_Kutipan_
________________________________________
Perang Suriah: Ini yang Perlu Kita Ketahui tentang Perundingan Astana
SALAM-ONLINE: Pertemuan internasional ke-7 di Astana untuk menyelesaikan perang di Suriah digelar hari ini, Senin (30/10/2017) sampai besok, Selasa (31/10), sebagaimana telah diumumkan oleh Kementerian Luar Negeri Kazakhstan.
“Seperti telah disetujui oleh negara-negara yang bertindak sebagai penjamin gencatan senjata (Rusia, Turki dan Iran), pertemuan tingkat tinggi ketujuh internasional mengenai Suriah sebagai bagian dari proses Astana akan diadakan pada 30-31 Oktober 2017,” kata pernyataan tersebut.
Enam putaran pertemuan sebelumnya mengenai krisis Suriah juga telah diadakan di Astana. Putaran keenam, sebuah kesepakatan antara Rusia, Turki dan Iran, menghasilkan pembentukan empat zona “de-escalation zone” (zona bebas konflik, red) untuk mengurangi ketegangan di wilayah Idlib, khususnya di utara Suriah.
________________________________________
_Data yang Diberikan_
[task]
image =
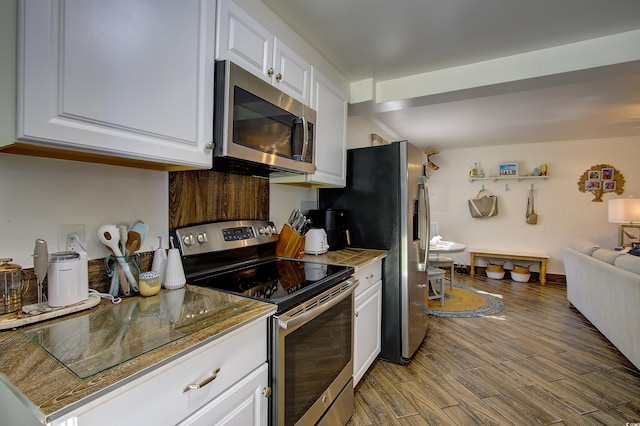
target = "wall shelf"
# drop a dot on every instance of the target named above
(497, 178)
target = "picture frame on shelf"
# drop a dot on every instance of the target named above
(594, 174)
(592, 185)
(509, 169)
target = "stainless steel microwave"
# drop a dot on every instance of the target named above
(259, 129)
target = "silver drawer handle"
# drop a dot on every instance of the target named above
(203, 383)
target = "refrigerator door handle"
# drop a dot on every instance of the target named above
(423, 264)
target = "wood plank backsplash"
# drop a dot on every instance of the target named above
(207, 195)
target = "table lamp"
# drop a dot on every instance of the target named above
(626, 212)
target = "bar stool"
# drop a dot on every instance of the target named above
(436, 275)
(443, 262)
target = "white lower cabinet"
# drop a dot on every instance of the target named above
(244, 404)
(228, 374)
(368, 321)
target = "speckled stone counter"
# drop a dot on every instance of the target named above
(40, 380)
(354, 257)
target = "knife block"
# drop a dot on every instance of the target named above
(290, 243)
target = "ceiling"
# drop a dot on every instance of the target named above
(385, 40)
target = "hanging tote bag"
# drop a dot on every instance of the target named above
(532, 217)
(484, 205)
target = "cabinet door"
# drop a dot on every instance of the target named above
(331, 134)
(123, 79)
(244, 404)
(244, 41)
(331, 137)
(291, 72)
(164, 395)
(367, 330)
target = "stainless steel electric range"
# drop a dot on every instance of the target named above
(310, 343)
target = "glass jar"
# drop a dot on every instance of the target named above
(149, 283)
(124, 273)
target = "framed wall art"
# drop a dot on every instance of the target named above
(509, 169)
(601, 179)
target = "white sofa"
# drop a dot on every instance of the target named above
(604, 285)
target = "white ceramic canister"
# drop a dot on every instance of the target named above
(68, 278)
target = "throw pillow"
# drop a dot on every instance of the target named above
(607, 255)
(584, 246)
(629, 263)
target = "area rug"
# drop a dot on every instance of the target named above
(464, 302)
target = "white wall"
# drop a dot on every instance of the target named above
(564, 213)
(39, 194)
(359, 130)
(284, 198)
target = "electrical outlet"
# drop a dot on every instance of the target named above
(66, 242)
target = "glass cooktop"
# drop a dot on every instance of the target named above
(283, 282)
(92, 343)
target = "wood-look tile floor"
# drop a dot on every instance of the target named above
(538, 362)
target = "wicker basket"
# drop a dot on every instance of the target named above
(520, 269)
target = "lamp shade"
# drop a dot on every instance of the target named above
(624, 210)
________________________________________
_Ketentuan Tugas_
Salin tanpa perubahan bagian artikel tentang perundingan Astana, mulai dari kata-kata yang memuat "Perang Suriah: Ini" dan berhenti setelah "Luar Negeri Kazakhstan.". Catatan di atas diambil dari sumber lain.

_Hasil_
Perang Suriah: Ini yang Perlu Kita Ketahui tentang Perundingan Astana
SALAM-ONLINE: Pertemuan internasional ke-7 di Astana untuk menyelesaikan perang di Suriah digelar hari ini, Senin (30/10/2017) sampai besok, Selasa (31/10), sebagaimana telah diumumkan oleh Kementerian Luar Negeri Kazakhstan.